- [Problem details] Reproduce verbatim every line of the entries, from the very first line down through the line containing "<point>641,155</point>", with both ends included. Omit the pictures from your answer.

----

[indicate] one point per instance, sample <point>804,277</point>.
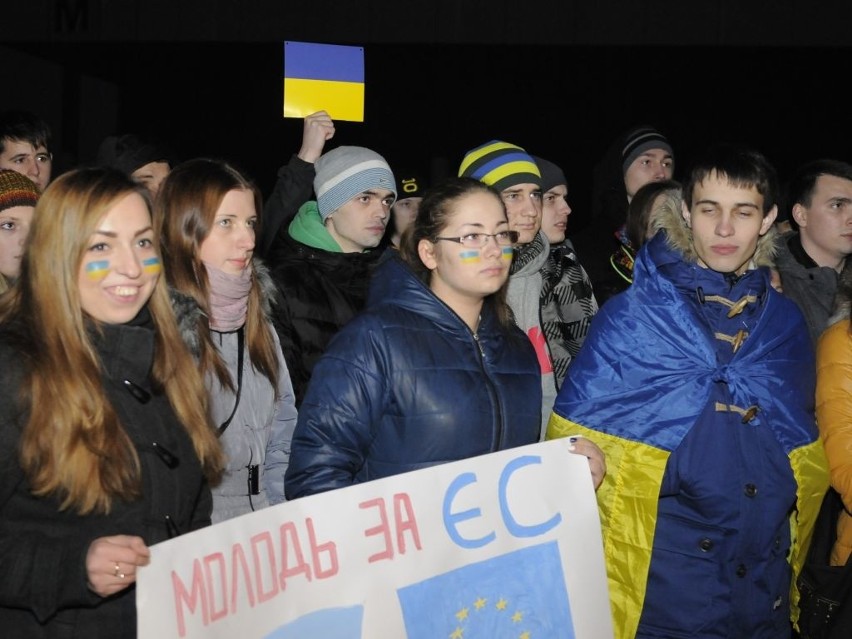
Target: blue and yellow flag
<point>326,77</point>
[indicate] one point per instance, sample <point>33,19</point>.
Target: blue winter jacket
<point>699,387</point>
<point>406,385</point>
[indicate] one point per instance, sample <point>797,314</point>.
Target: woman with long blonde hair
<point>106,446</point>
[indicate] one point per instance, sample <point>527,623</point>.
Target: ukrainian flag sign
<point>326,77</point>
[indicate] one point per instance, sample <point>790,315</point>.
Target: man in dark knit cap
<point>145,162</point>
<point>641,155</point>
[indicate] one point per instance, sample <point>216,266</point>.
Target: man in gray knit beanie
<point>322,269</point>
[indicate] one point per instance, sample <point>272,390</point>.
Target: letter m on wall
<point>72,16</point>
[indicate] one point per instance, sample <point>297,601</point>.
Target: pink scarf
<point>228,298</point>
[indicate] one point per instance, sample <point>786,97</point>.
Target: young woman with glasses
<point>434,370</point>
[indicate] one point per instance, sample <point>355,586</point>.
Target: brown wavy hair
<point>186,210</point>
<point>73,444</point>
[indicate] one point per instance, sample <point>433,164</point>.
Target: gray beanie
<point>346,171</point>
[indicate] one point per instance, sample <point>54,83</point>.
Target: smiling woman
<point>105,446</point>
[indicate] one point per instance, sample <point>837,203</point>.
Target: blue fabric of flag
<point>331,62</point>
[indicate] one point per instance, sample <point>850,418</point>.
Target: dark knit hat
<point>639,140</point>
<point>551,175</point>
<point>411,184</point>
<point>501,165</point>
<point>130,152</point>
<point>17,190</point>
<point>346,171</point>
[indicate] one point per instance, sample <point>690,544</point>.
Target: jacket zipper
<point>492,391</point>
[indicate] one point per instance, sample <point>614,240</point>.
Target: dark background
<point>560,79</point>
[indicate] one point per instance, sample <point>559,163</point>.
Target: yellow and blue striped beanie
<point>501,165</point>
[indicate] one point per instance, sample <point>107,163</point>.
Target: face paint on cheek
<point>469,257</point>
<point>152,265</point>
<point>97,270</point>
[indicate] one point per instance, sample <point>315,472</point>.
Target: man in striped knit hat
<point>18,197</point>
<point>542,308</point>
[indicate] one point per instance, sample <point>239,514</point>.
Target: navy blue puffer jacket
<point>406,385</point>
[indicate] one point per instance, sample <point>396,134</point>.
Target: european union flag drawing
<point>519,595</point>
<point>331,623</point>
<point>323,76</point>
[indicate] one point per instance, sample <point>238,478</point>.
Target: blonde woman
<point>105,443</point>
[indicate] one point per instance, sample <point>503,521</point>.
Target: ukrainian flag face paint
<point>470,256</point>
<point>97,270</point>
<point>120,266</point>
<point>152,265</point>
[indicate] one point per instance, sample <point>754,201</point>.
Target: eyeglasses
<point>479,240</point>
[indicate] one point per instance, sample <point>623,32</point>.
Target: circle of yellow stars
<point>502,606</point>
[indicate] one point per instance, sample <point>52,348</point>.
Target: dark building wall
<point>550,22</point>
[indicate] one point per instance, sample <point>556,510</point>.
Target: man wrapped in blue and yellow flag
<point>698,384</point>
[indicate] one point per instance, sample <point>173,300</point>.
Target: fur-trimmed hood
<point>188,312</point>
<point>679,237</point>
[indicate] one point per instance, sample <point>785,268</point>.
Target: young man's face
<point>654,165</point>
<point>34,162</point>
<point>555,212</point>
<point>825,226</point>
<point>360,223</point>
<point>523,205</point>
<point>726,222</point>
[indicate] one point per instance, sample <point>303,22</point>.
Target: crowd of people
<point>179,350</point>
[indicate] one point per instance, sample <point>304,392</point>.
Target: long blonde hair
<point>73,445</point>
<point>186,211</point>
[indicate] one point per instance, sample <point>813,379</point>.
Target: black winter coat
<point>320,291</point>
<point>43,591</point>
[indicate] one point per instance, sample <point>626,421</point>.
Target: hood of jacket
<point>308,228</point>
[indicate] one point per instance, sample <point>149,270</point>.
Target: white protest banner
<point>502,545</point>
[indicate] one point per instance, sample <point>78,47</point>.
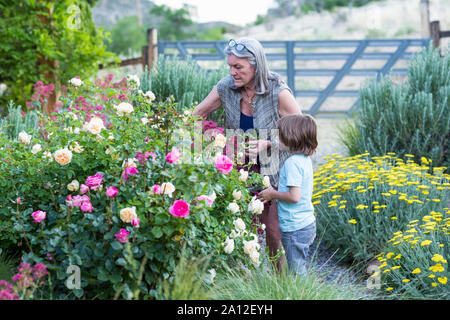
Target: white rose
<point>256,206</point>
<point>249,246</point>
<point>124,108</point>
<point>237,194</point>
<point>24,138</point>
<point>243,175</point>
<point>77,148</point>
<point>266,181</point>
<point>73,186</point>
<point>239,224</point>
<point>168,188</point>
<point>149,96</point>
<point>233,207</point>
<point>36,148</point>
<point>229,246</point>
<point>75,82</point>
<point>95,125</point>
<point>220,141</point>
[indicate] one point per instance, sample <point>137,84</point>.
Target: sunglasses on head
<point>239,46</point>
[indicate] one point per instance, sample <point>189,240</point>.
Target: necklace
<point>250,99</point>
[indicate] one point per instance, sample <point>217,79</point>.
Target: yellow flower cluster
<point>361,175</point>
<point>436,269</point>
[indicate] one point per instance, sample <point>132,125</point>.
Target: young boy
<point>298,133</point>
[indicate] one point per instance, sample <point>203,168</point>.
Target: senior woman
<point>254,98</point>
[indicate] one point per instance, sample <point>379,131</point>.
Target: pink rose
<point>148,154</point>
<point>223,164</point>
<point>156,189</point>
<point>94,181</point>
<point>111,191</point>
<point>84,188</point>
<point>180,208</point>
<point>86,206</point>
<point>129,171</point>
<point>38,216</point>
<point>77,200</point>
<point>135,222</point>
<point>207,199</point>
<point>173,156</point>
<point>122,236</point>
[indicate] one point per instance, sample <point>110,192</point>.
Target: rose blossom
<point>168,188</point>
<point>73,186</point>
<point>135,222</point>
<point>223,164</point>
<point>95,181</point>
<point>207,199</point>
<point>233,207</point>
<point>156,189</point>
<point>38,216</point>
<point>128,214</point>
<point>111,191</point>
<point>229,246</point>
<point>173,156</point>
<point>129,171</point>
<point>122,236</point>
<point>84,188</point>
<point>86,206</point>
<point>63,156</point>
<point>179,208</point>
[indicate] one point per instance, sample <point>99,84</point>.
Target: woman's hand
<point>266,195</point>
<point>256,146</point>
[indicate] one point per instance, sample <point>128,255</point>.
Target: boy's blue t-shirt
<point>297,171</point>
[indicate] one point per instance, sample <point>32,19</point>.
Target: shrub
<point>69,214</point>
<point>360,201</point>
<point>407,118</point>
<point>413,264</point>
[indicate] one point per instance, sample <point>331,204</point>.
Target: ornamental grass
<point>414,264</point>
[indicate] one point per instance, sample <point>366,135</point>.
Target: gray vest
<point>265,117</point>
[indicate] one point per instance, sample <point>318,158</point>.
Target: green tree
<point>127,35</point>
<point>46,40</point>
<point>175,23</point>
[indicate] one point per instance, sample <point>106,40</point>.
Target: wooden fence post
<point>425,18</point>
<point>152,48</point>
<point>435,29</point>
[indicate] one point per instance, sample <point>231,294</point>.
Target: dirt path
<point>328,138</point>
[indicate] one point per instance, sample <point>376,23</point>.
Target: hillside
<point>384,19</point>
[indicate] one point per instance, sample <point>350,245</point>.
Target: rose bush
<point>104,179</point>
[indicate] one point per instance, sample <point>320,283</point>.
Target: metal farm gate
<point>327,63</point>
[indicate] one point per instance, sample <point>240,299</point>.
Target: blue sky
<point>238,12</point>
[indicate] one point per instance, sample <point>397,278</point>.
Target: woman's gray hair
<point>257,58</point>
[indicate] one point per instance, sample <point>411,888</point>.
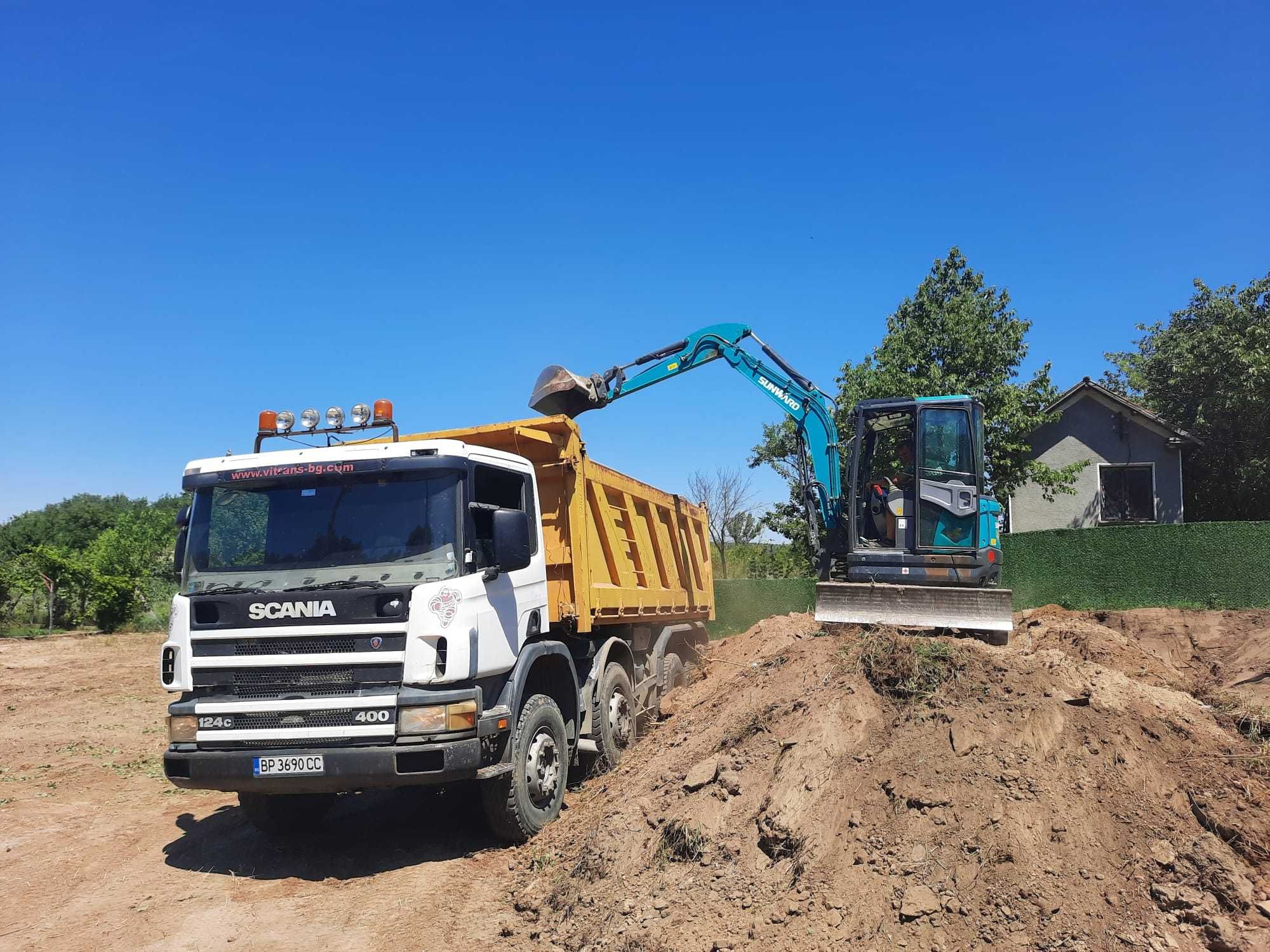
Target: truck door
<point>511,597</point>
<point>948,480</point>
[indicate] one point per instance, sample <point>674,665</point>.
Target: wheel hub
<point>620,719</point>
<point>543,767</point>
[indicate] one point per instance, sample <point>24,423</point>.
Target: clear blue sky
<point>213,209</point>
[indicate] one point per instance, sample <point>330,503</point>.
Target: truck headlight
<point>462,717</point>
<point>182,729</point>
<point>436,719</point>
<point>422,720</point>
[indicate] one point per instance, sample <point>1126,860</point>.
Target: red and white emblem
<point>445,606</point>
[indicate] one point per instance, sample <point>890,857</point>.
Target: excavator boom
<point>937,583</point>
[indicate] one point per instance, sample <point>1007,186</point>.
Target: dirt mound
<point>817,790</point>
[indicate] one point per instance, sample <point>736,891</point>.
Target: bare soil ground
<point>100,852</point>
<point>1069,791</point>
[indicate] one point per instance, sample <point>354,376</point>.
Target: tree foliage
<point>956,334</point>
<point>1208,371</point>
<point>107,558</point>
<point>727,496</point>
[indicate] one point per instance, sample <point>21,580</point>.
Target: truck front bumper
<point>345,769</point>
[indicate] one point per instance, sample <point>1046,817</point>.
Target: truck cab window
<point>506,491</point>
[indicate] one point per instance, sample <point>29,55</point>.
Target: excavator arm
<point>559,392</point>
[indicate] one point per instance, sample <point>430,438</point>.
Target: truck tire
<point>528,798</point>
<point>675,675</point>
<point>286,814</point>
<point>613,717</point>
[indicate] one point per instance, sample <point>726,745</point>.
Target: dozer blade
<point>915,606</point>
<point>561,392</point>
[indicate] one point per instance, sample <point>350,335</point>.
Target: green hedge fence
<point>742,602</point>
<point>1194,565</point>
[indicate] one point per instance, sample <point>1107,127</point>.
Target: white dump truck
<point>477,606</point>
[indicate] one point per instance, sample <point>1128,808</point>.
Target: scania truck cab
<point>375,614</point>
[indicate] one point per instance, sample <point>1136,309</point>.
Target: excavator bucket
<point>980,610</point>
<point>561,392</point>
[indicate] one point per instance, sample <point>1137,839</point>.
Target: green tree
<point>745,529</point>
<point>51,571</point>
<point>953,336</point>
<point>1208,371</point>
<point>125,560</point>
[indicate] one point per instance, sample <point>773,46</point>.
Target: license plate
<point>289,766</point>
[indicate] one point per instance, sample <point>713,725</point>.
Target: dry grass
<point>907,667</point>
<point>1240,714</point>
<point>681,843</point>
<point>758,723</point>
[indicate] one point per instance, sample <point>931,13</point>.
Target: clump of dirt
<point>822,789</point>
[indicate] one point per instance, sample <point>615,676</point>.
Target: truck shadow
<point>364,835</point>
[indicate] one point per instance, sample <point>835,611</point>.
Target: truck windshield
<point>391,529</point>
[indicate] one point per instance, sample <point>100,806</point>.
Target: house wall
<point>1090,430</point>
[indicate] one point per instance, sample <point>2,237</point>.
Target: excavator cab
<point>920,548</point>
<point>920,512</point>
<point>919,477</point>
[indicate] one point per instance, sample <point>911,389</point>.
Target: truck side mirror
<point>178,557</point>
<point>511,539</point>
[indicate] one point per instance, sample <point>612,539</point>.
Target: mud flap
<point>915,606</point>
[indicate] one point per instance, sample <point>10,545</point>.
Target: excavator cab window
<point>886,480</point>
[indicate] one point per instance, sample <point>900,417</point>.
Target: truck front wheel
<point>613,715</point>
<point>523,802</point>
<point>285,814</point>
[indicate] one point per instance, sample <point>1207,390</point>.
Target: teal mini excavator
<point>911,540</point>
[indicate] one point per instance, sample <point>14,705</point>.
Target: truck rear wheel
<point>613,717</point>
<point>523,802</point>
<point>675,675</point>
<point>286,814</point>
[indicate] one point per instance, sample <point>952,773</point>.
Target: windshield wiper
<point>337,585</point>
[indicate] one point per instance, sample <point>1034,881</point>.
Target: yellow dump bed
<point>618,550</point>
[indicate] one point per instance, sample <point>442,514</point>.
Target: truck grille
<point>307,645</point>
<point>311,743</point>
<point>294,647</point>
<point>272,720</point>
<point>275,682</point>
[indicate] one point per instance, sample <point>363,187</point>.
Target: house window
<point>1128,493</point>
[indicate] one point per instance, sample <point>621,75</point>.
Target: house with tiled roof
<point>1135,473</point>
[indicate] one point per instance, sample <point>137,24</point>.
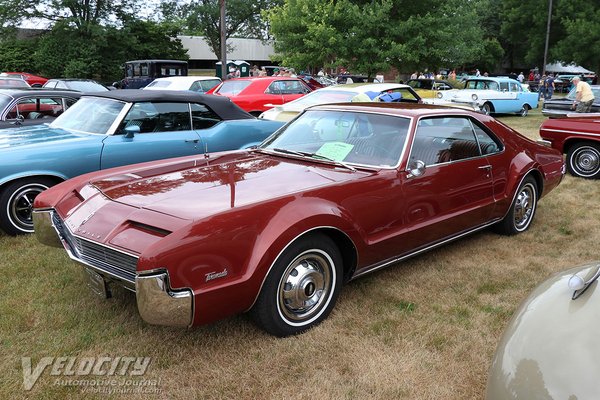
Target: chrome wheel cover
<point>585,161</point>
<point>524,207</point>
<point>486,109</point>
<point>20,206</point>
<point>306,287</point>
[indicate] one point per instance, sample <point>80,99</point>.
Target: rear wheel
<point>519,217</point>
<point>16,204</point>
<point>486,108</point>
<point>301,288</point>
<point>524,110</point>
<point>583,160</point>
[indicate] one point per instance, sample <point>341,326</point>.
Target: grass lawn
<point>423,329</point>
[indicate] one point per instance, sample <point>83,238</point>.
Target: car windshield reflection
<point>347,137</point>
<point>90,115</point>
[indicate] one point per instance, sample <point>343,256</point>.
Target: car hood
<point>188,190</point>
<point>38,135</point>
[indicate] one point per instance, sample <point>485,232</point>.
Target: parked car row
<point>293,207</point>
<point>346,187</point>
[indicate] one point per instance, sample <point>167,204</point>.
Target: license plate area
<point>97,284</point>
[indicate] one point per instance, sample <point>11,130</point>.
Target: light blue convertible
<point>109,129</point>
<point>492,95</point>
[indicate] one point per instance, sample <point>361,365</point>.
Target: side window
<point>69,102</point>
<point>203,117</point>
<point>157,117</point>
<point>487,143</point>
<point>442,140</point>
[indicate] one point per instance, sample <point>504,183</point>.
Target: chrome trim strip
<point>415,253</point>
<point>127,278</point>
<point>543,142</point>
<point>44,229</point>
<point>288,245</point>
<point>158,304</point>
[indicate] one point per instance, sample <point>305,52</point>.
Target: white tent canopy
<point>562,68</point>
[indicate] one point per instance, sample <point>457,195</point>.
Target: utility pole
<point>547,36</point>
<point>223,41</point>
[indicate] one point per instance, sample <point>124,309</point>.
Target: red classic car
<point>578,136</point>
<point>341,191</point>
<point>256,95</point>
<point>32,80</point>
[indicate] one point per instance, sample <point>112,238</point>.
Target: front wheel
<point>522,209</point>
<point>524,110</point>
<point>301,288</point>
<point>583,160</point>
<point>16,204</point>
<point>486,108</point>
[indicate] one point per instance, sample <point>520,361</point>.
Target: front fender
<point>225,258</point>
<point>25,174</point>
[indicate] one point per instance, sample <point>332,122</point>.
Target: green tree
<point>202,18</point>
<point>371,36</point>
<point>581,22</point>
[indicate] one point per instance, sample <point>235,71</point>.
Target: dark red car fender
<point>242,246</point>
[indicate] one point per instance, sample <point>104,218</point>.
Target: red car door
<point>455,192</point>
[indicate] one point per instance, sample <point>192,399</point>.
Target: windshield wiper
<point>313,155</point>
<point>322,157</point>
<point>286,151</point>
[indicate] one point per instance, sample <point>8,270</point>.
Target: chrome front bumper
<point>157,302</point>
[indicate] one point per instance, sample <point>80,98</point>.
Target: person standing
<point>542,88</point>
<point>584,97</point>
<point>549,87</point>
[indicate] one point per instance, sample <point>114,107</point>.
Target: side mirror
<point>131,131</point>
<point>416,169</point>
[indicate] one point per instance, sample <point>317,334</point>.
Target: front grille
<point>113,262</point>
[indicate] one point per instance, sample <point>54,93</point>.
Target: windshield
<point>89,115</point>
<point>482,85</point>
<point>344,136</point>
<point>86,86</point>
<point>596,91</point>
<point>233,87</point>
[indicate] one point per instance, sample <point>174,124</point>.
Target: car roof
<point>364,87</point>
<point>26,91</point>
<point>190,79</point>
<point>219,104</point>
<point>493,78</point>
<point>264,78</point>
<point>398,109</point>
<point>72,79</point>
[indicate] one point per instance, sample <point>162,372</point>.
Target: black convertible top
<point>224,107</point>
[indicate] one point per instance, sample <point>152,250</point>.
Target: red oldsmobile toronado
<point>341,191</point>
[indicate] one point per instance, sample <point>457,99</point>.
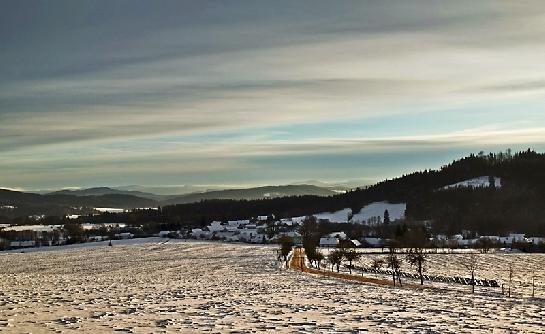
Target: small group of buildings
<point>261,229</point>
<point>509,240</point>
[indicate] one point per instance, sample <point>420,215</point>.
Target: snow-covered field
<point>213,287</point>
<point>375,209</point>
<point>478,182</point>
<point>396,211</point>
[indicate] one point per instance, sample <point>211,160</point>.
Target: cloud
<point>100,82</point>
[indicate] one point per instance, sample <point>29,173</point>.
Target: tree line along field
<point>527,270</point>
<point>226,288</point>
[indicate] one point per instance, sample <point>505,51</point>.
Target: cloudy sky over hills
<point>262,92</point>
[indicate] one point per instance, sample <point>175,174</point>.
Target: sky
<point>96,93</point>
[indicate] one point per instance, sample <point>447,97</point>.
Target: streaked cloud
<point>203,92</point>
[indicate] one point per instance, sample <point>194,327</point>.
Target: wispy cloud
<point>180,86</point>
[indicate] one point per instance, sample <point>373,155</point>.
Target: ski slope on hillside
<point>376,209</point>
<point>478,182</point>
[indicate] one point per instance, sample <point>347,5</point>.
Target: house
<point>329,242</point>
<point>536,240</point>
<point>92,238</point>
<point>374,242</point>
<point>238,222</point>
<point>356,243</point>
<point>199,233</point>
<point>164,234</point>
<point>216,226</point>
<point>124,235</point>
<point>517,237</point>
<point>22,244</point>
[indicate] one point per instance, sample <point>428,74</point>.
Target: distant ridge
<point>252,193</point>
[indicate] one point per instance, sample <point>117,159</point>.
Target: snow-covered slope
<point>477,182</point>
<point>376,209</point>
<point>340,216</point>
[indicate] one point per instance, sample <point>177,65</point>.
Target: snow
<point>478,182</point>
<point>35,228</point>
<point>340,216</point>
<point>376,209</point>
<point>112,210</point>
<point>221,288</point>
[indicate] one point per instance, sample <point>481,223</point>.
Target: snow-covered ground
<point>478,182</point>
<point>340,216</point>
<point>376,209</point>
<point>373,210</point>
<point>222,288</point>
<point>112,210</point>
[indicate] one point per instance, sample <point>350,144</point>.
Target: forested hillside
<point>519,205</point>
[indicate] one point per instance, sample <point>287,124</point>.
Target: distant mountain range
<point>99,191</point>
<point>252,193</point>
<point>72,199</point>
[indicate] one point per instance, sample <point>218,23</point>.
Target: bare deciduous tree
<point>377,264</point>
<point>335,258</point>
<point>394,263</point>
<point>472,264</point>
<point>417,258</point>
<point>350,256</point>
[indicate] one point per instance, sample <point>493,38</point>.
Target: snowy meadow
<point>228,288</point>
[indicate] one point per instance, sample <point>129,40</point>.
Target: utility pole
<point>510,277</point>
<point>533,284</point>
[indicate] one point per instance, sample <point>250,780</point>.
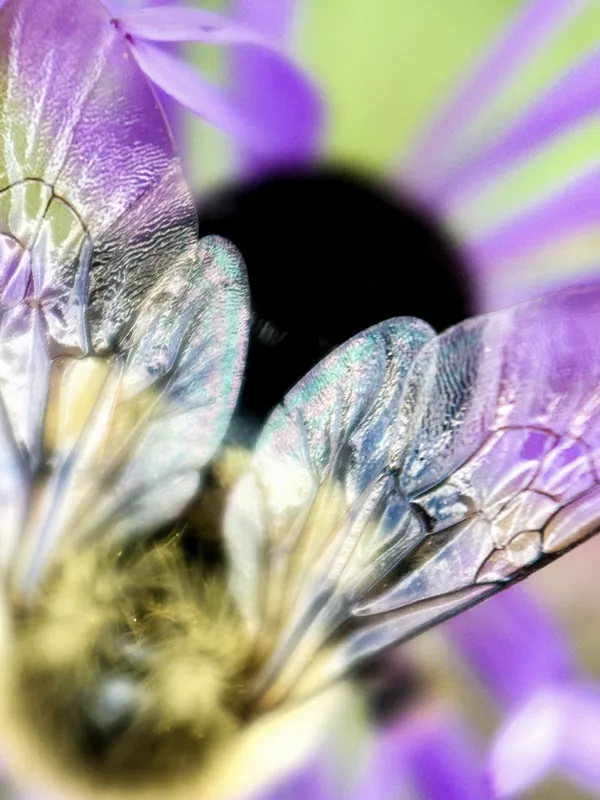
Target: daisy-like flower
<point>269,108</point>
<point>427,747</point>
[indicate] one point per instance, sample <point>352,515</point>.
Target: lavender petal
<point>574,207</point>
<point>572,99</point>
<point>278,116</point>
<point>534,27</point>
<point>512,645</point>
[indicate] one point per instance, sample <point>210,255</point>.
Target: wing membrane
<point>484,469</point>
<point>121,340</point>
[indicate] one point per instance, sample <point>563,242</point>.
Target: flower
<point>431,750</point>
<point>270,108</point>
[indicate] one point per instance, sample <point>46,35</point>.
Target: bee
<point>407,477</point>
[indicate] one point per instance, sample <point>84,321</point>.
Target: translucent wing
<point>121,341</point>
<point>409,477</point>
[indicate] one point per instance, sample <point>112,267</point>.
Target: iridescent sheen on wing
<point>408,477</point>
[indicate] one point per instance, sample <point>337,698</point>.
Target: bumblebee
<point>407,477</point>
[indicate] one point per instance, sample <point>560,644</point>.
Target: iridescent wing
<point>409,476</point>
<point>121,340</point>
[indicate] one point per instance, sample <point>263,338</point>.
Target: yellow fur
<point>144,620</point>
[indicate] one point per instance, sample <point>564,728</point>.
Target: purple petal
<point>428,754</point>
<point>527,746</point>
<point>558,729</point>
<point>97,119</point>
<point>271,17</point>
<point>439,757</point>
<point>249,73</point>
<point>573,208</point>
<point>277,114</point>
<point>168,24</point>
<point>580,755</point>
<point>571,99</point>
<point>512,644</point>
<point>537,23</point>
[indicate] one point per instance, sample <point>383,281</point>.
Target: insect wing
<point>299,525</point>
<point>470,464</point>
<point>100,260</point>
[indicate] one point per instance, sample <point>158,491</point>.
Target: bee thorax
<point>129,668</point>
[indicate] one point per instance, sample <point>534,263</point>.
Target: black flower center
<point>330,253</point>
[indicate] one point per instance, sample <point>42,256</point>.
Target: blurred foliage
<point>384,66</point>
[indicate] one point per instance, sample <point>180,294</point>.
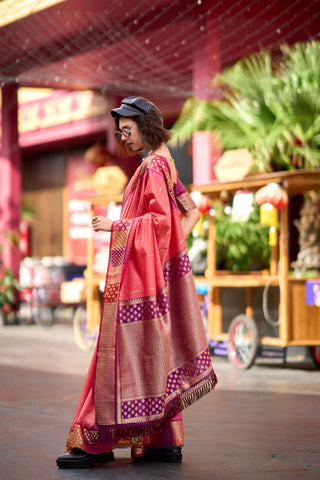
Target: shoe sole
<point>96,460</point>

----

- [Solution to this problem]
[indicate] one point per instance, sample <point>804,277</point>.
Target: blue and yellow flag
<point>326,77</point>
[indicate] one point per instance, sample <point>33,19</point>.
Target: blue winter jacket
<point>699,387</point>
<point>406,385</point>
[indicate] one point per instance, sample <point>797,314</point>.
Target: woman with long blonde hair
<point>106,446</point>
[indicate] one point per instance, sample <point>527,623</point>.
Target: ukrainian flag sign
<point>326,77</point>
[indicate] one point per instance, sample <point>790,315</point>.
Target: man in dark knit cap
<point>145,162</point>
<point>641,155</point>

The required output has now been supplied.